* [Excerpt to read]
▶

The docs on langchain are focused around either accessing the OpenAI API or a local model. I'm hoping I can mix both and access a Hugging Face model through an API without having to store it locally. I think I can do this through the Hugging Face Hub, by combined the steps in different parts of the documentation:
- [Langchain - Hugging Face Hub](https://python.langchain.com/docs/modules/model_io/models/llms/integrations/huggingface_hub)
- [Langchain - SQL Agents](https://python.langchain.com/docs/modules/chains/popular/sqlite)

I do have the start of the locally stored method commented out below.

### Load API Token

In [6]:
load_dotenv()
hf_api_token = os.getenv('hf_token')

In [7]:
#add path to HF repo
repo_id = 'tiiuae/falcon-7b-instruct'

### Point to LLM Model

In [8]:
#establish llm model
llm = HuggingFaceHub(repo_id=repo_id, huggingfacehub_api_token=hf_api_token, model_kwargs={"temperature": 0.5, "max_length": 64})

In [9]:
help(HuggingFaceHub)

◀

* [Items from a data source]
▶

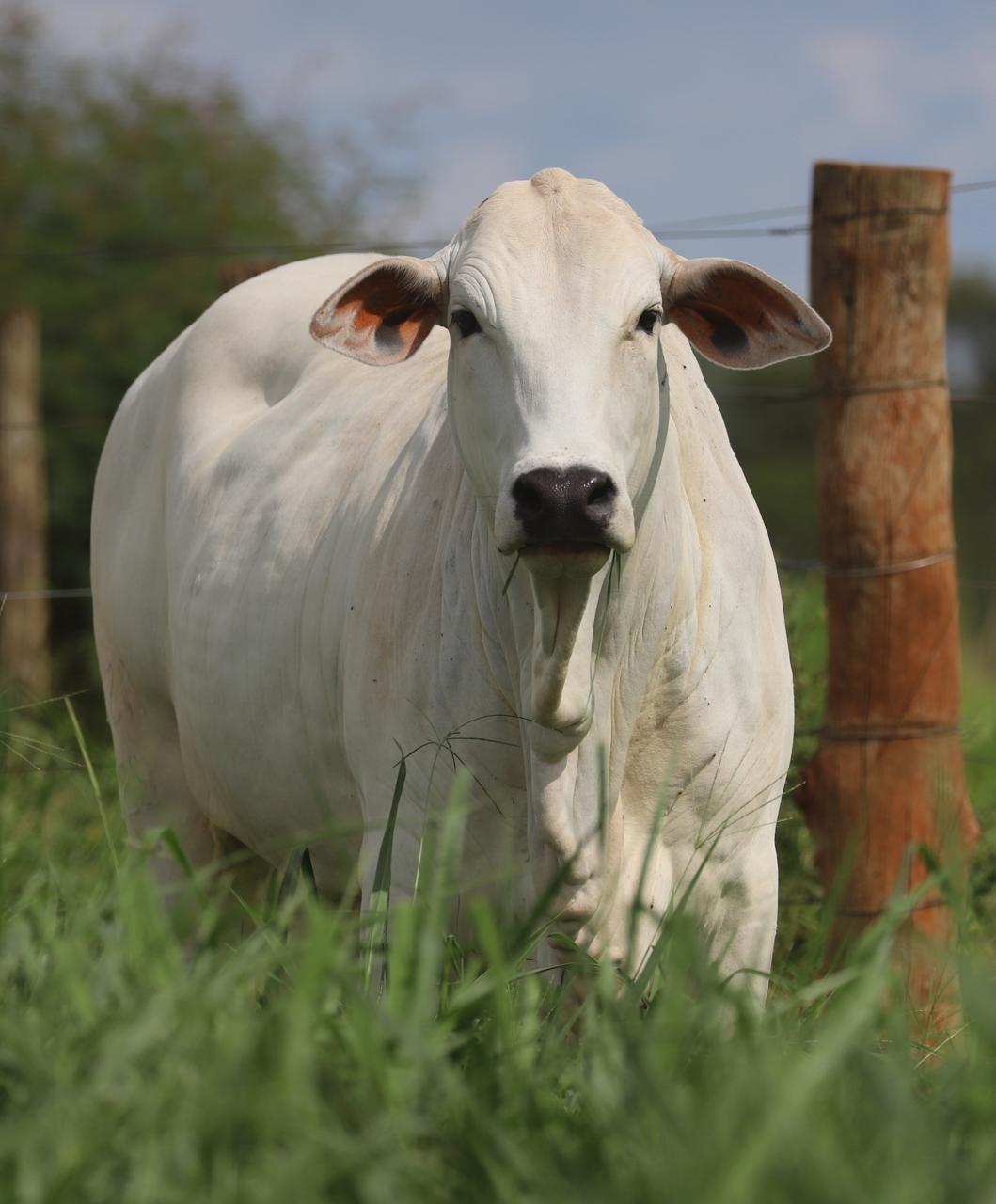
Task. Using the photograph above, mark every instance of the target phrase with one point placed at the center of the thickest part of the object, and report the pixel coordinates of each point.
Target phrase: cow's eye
(465, 322)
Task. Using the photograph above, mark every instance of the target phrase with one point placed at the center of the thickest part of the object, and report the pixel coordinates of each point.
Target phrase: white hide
(299, 560)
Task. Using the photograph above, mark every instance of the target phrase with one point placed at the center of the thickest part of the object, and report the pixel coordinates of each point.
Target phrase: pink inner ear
(382, 317)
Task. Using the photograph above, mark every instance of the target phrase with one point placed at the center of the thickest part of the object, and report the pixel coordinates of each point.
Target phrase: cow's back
(232, 510)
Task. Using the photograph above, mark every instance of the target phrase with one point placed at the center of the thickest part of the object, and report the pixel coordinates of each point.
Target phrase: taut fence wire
(720, 226)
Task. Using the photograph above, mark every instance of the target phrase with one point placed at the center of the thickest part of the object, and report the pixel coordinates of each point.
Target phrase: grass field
(150, 1060)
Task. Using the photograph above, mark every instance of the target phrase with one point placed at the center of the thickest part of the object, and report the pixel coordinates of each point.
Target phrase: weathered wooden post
(23, 506)
(888, 777)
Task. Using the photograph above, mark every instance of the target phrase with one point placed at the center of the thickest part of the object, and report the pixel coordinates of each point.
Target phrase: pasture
(243, 1054)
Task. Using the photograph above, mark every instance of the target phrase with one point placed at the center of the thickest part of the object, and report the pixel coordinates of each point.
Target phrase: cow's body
(294, 577)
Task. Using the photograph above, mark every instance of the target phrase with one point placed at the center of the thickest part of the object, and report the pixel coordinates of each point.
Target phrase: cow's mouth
(575, 558)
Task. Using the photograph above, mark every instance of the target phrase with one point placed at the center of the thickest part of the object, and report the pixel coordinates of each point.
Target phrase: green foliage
(105, 167)
(149, 1057)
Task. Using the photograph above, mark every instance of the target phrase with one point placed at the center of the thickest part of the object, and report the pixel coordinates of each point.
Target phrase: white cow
(300, 562)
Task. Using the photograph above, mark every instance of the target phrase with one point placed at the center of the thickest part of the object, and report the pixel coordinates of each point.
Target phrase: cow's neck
(577, 657)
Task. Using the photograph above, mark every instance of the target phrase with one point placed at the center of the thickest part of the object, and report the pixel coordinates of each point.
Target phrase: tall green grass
(323, 1056)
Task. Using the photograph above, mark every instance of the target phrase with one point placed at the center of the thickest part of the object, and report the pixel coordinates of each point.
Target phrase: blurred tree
(121, 183)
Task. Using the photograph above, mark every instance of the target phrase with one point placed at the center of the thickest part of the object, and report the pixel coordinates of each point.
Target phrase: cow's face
(554, 293)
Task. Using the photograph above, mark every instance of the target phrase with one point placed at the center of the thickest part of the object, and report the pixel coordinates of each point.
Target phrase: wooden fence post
(23, 506)
(888, 777)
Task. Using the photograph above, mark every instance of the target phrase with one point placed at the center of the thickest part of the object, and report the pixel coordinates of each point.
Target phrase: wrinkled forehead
(554, 230)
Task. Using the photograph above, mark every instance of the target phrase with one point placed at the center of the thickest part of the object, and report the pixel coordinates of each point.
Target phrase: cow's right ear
(383, 313)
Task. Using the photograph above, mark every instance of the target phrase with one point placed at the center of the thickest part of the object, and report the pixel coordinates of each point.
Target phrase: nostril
(601, 493)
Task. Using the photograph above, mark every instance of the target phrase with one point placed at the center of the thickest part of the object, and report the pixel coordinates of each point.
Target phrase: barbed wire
(682, 229)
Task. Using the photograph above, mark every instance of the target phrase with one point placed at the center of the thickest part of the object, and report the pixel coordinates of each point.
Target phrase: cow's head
(554, 293)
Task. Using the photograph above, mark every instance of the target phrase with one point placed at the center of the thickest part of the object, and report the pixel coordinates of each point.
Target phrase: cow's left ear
(738, 316)
(383, 313)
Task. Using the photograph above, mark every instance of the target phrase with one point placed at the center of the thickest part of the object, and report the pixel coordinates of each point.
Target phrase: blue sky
(683, 110)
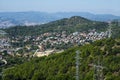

◀

* [Work task 1]
Do the following statements agree with the post about using LangChain with the Hugging Face Hub? Answer yes or no for each, quoting the words from the post that decide it.
(a) The writer wants to store the Hugging Face model locally.
(b) The repo_id is set to the Falcon 7B Instruct model.
(c) The temperature passed in model_kwargs is 0.7.
* [Work task 2]
In the post about using LangChain with the Hugging Face Hub, what name is passed to os.getenv to get the API token?
* [Work task 3]
Carry on the post about using LangChain with the Hugging Face Hub from where it stops.

* [Expected output 1]
(a) No: "without having to store it locally"
(b) Yes: "repo_id = 'tiiuae/falcon-7b-instruct'"
(c) No: "model_kwargs={"temperature": 0.5, "max_length": 64}"

* [Expected output 2]
'hf_token'

* [Expected output 3]
Help on class HuggingFaceHub in module langchain.llms.huggingface_hub:

class HuggingFaceHub(langchain.llms.base.LLM)
 |  HuggingFaceHub(*, cache: Optional[bool] = None, verbose: bool = None, callbacks: Union[List[langchain.callbacks.base.BaseCallbackHandler], langchain.callbacks.base.BaseCallbackManager, NoneType] = None, callback_manager: Optional[langchain.callbacks.base.BaseCallbackManager] = None, tags: Optional[List[str]] = None, client: Any = None, repo_id: str = 'gpt2', task: Optional[str] = None, model_kwargs: Optional[dict] = None, huggingfacehub_api_token: Optional[str] = None) -> None
 |  
 |  Wrapper around HuggingFaceHub  models.
 |  
 |  To use, you should have the ``huggingface_hub`` python package installed, and the
 |  environment variable ``HUGGINGFACEHUB_API_TOKEN`` set with your API token, or pass
 |  it as a named parameter to the constructor.
 |  
 |  Only supports `text-generation`, `text2text-generation` and `summarization` for now.
 |  
 |  Example:
 |      ..

### Setup Simple SQL Agent
Langchain has some awesome features, but I'll start with a simple chain that points to one table.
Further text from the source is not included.